> [Task goal]: Count the lines that contain the string "wheel", matching case exactly, and reply with the number only.

+++ Given records +++

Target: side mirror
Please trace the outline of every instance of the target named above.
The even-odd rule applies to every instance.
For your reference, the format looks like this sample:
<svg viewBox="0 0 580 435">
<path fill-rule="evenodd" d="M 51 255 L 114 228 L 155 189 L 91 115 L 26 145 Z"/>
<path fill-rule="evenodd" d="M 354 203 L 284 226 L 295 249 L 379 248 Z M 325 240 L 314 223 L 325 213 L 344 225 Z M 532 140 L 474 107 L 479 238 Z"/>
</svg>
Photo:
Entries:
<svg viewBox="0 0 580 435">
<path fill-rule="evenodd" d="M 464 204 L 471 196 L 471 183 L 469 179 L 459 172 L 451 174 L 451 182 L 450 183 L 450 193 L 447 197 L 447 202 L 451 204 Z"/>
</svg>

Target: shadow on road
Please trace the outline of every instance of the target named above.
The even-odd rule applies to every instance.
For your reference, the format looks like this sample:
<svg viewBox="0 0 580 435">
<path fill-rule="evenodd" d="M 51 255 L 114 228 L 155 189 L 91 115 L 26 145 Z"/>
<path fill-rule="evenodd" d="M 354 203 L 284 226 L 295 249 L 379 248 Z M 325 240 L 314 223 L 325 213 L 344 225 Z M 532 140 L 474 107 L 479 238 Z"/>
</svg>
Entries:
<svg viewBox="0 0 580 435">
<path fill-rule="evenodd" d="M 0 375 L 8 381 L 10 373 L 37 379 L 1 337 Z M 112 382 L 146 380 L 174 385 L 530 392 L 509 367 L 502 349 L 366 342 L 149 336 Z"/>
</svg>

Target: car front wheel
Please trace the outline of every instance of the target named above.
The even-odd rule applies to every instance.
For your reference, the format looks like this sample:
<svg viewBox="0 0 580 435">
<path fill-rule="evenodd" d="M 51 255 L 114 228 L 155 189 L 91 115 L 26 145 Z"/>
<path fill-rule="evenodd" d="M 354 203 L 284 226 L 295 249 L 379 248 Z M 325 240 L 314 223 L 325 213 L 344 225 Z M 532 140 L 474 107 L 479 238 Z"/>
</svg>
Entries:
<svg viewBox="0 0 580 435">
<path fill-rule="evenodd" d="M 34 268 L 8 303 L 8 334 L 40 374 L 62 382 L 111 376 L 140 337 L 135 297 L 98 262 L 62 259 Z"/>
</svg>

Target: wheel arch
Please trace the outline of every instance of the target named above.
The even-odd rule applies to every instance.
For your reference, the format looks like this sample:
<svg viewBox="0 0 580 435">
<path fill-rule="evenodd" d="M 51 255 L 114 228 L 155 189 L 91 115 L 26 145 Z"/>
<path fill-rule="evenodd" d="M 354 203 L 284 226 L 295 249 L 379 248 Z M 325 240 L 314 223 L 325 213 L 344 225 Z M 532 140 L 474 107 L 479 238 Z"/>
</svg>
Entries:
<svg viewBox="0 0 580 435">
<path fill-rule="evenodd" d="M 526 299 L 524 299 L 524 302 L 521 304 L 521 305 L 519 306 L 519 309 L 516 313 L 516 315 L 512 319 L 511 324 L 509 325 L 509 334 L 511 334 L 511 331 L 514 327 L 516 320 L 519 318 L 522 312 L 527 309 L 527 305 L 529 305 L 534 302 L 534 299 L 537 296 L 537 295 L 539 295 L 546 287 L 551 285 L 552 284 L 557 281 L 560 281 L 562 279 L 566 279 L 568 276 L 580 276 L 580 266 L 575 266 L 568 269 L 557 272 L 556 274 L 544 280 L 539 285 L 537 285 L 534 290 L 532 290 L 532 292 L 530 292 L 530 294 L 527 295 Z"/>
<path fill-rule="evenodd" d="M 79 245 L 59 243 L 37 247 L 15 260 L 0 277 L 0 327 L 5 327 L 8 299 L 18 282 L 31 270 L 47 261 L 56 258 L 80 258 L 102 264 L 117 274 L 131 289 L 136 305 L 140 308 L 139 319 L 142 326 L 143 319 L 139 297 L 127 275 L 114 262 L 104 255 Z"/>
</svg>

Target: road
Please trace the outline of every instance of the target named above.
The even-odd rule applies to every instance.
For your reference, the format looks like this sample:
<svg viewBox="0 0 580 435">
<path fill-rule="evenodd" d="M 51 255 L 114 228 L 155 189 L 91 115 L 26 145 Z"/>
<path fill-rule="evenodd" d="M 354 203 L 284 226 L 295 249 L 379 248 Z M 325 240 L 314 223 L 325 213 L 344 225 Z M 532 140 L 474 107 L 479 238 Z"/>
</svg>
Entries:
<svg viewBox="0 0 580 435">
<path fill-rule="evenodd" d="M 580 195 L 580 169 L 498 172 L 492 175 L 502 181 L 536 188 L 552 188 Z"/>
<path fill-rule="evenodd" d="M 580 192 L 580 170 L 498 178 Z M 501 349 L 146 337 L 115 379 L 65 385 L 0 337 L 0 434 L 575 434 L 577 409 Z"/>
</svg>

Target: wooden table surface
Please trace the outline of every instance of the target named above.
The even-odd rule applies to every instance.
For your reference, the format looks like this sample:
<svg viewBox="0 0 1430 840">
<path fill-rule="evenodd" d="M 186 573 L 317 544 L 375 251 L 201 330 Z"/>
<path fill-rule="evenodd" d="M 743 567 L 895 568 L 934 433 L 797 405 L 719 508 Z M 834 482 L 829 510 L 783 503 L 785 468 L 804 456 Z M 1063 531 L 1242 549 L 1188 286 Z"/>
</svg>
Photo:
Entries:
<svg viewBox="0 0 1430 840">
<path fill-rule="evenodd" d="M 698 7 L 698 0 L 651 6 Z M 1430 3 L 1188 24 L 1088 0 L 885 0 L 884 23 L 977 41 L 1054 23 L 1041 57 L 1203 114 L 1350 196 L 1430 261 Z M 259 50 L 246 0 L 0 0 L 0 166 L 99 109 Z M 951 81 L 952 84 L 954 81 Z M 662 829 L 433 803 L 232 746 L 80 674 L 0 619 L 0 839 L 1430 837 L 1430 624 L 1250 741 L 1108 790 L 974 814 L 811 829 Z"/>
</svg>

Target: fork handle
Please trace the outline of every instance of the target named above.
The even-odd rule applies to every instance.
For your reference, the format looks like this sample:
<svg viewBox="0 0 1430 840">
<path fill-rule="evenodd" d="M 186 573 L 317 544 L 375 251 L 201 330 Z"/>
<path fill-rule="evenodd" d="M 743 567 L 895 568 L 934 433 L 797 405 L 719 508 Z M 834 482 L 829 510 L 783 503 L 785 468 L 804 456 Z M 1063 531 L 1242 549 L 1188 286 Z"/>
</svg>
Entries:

+++

> [Response below]: 2